## Problem to solve
Reproduce the listing word for word, leaving every picture behind.

## Entries shown
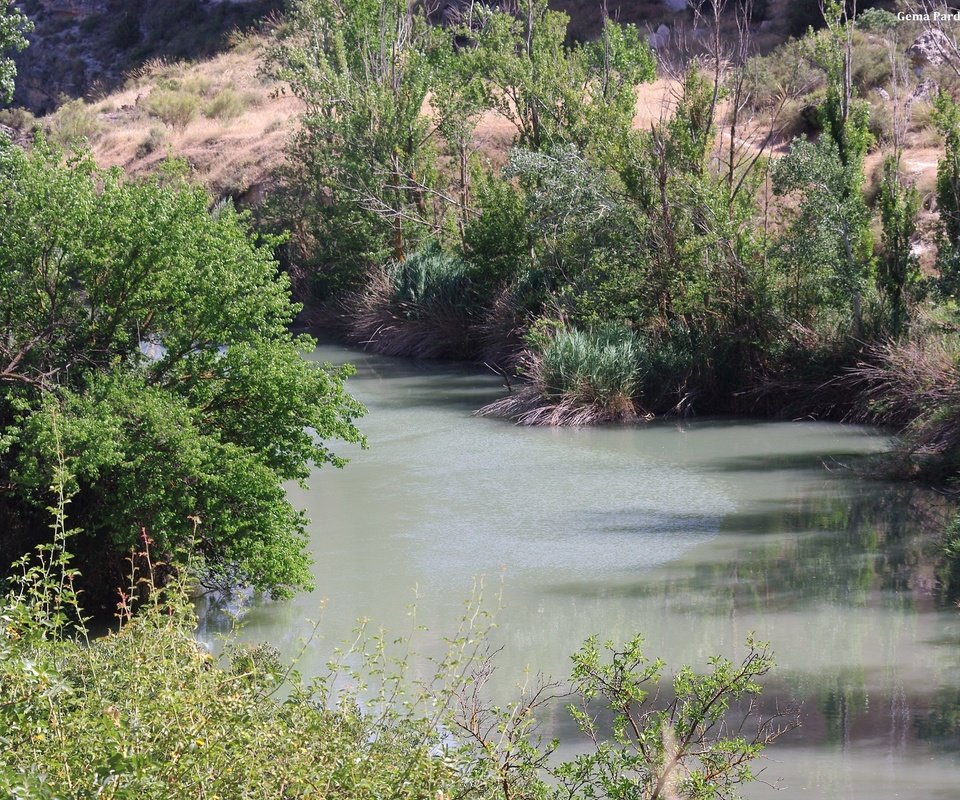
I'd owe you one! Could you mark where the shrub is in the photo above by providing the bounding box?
[0,541,487,799]
[124,58,183,92]
[910,100,936,135]
[333,243,480,359]
[143,87,200,128]
[867,89,893,144]
[46,98,102,147]
[743,39,825,112]
[463,171,530,297]
[856,7,899,33]
[0,521,791,800]
[850,31,893,92]
[134,125,165,158]
[389,242,474,314]
[0,105,37,132]
[181,73,213,97]
[203,87,248,121]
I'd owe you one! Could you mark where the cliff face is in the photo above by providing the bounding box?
[10,0,282,112]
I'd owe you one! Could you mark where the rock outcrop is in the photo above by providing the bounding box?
[907,28,953,68]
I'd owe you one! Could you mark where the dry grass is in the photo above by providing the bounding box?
[478,382,642,426]
[848,336,960,427]
[845,334,960,476]
[633,78,680,129]
[58,41,301,201]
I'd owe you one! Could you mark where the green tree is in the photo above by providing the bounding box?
[473,0,655,159]
[814,0,874,329]
[876,156,919,336]
[773,2,873,330]
[772,136,871,323]
[0,144,364,598]
[430,27,490,245]
[0,0,30,105]
[267,0,446,293]
[934,91,960,297]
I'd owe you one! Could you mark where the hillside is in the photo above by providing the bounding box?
[4,11,940,263]
[7,33,683,208]
[7,0,891,113]
[9,0,283,113]
[0,0,942,278]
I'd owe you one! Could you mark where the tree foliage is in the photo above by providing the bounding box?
[934,91,960,297]
[0,0,30,105]
[268,0,655,296]
[267,0,445,291]
[471,0,655,158]
[265,0,957,438]
[772,135,871,321]
[557,634,785,800]
[876,156,919,336]
[0,143,364,598]
[773,2,873,330]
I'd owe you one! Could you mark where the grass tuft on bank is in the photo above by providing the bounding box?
[479,324,649,425]
[329,244,482,360]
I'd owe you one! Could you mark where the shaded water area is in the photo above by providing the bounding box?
[197,342,960,798]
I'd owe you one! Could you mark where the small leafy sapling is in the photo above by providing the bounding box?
[554,635,796,800]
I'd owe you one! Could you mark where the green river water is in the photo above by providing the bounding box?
[197,341,960,799]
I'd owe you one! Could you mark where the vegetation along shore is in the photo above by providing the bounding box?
[2,0,960,797]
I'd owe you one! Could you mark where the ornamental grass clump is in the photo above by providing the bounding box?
[540,326,642,405]
[389,243,474,313]
[480,324,648,425]
[333,243,481,359]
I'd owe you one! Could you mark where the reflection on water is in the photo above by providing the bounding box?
[196,343,960,799]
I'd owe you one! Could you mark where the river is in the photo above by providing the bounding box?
[197,341,960,799]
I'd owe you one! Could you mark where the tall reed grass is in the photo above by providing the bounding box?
[847,333,960,478]
[330,244,481,359]
[480,324,649,425]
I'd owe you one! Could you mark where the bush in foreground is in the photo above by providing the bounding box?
[0,523,793,800]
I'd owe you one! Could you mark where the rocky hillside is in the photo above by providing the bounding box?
[2,0,936,230]
[9,0,282,112]
[5,0,804,113]
[12,0,901,114]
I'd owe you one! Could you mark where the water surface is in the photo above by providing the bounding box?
[197,342,960,798]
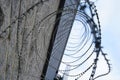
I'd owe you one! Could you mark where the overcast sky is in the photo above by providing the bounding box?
[96,0,120,80]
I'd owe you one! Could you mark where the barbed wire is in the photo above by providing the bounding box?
[0,0,111,80]
[58,0,111,80]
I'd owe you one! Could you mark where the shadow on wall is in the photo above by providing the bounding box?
[0,6,4,27]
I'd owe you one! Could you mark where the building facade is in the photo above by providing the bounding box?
[0,0,79,80]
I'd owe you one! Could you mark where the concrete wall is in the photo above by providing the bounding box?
[0,0,60,80]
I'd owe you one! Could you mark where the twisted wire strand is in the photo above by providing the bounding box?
[59,63,94,77]
[93,49,111,80]
[65,11,94,55]
[59,50,94,71]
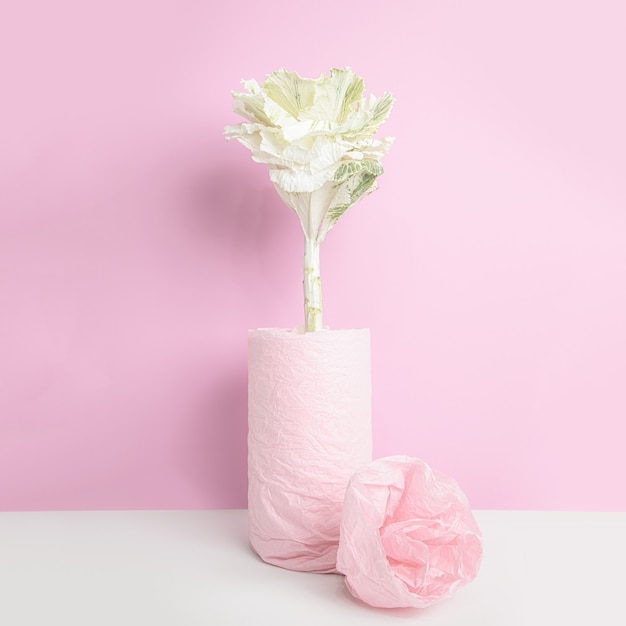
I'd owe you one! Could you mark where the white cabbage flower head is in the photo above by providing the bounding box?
[225,67,394,244]
[225,68,394,331]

## Answer to this problem
I'd owe you one! Could you mark where the shrub is in the photo above by providing the bounding box?
[0,541,487,799]
[124,58,183,92]
[910,100,936,135]
[333,243,480,359]
[143,87,200,128]
[867,89,893,144]
[46,98,102,147]
[743,39,825,112]
[463,171,530,297]
[856,7,899,33]
[0,521,791,800]
[850,31,893,92]
[134,125,165,158]
[389,242,474,314]
[0,105,37,132]
[181,73,213,97]
[203,87,248,121]
I'd owe you one! Could you mark where the cliff face is in the photo above by providing the bounding box?
[10,0,282,112]
I'd owe you one! Could you mark where the rock outcrop is in the photo above by providing the bounding box?
[907,28,953,68]
I'd owe you one! Could you mark where the dry grass is in the photo above by providing the bounding box?
[478,382,642,426]
[848,336,960,427]
[845,334,960,476]
[633,78,680,129]
[58,41,301,201]
I'd owe you one! Could you mark where the green tree is in the photo above by providing the bounding box?
[473,0,655,159]
[814,0,874,329]
[876,156,919,336]
[773,2,873,330]
[772,136,871,323]
[0,144,364,598]
[430,27,490,245]
[0,0,30,105]
[267,0,446,293]
[934,91,960,297]
I'd owe you one! Could you mark where the hillside is in the photo above by providing the bounding box?
[4,11,940,263]
[7,33,683,208]
[7,0,891,113]
[9,0,283,113]
[0,0,942,278]
I'd owe you one! Could you mark where the tree foliage is in the photo above by providing the bounding box?
[934,91,960,297]
[0,0,30,105]
[268,0,655,296]
[267,0,445,291]
[471,0,655,158]
[265,0,957,438]
[772,135,871,321]
[557,634,785,800]
[876,156,919,336]
[0,143,364,598]
[773,2,873,330]
I'd owe you one! Could you mark where the grass tuft on bank is in the photo above by providing the bounding box?
[479,324,649,425]
[329,244,482,360]
I'd owe you one! Could you mark where the shaded water area is in the photo above by providing the bounding box?
[197,342,960,798]
I'd owe you one! Could you mark where the small leafy sapling is in the photo above by providing the bounding box?
[554,635,796,800]
I'd owe you one! Could you mark where the green river water is in the photo above by providing the bounding box?
[197,341,960,799]
I'd owe you one! Could you mark where the vegetation along shore is in the photo above by providing the bounding box?
[2,0,960,797]
I'd owe you one! Could you mark where the ornamental grass clump is in the photo above by providing the bounding box?
[540,326,642,405]
[389,243,474,313]
[480,324,648,425]
[333,243,481,359]
I'd owe you one! Could you mark where the reflection on water is in the photo above by providing the bounding box?
[196,343,960,799]
I'd owe you one! Could you mark where the river is in the photo above by providing the bounding box?
[197,341,960,799]
I'd owe you one! Could you mark where the tall reed grass is in the photo above by providing the bounding box?
[847,333,960,478]
[330,244,481,359]
[480,324,649,425]
I'd owe you one! Could you mark where the bush in foreground is in the photo above by providing the bounding box?
[0,523,793,800]
I'd owe you one! Could you mark where the rocky hillside is in the photo above by providing the bounding box?
[2,0,936,230]
[9,0,282,112]
[5,0,804,113]
[12,0,901,114]
I'd owe you one! Could you mark where the water surface is in the photo above by providing the bounding box?
[197,342,960,798]
I'd owe you one! Could you mark where the overcast sky is in the photo above by providing the bounding box?
[96,0,120,80]
I'd owe you one! Could you mark where the barbed wire is in the photo above by providing the bounding box?
[0,0,111,80]
[58,0,111,80]
I'd owe you one! Could you mark where the shadow on wall is in the photo above by providing the bounding box?
[0,6,4,27]
I'd owe you one! Could you mark where the building facade is in the photo above by providing the bounding box?
[0,0,79,80]
I'd owe you one! Could you mark where the concrete wall is in the photo above by providing the bounding box?
[0,0,60,80]
I'd owe you one! Could you mark where the twisted wire strand is in the photo above by providing the bounding box?
[59,63,94,77]
[93,49,111,80]
[65,11,94,55]
[59,50,94,71]
I'd owe you one! Could you mark where the white cabbage flower head is in the photo above by providing the bounding box?
[225,67,394,244]
[225,68,394,331]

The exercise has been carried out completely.